[Saved data entries]
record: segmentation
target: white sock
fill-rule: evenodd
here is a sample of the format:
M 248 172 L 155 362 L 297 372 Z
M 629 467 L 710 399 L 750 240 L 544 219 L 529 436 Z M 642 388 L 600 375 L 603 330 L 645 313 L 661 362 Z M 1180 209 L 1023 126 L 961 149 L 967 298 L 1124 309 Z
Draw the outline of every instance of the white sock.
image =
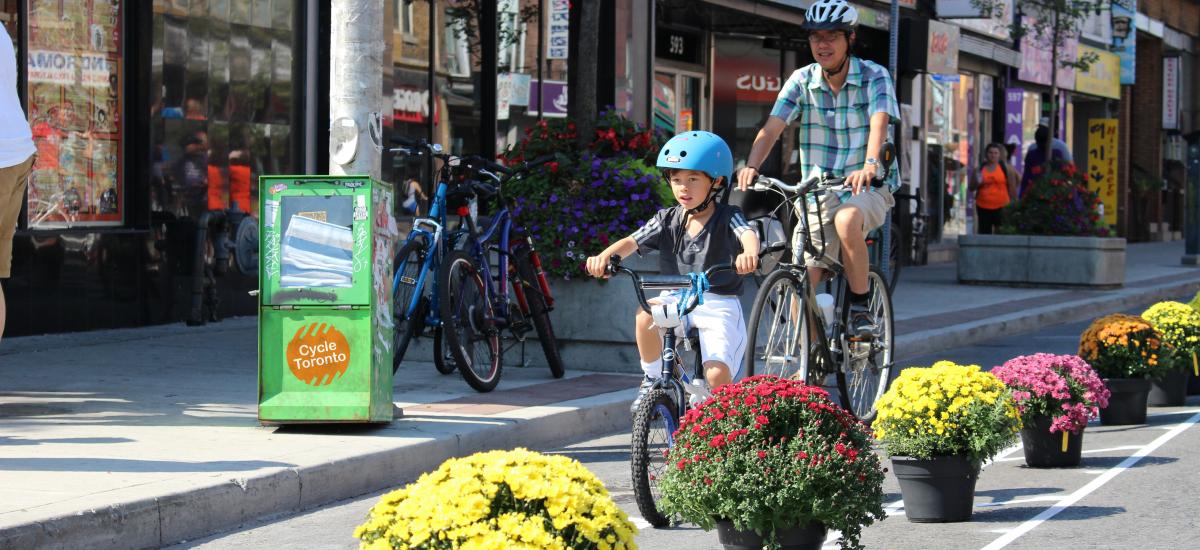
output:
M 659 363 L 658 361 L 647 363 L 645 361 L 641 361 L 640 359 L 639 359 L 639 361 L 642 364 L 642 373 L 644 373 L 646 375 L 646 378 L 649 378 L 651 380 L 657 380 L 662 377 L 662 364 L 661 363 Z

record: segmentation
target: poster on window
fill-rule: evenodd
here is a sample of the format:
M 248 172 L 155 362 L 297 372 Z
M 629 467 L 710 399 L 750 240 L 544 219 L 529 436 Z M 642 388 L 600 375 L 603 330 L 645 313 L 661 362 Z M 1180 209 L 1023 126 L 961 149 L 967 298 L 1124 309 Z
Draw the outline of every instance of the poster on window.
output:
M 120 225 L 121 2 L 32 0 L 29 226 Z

GOAL OF THE EXERCISE: Go through the data above and return each line containing the string "outline".

SOLVED EXERCISE:
Draw the outline of every instance of the white sock.
Draw the outline of every instance of the poster on window.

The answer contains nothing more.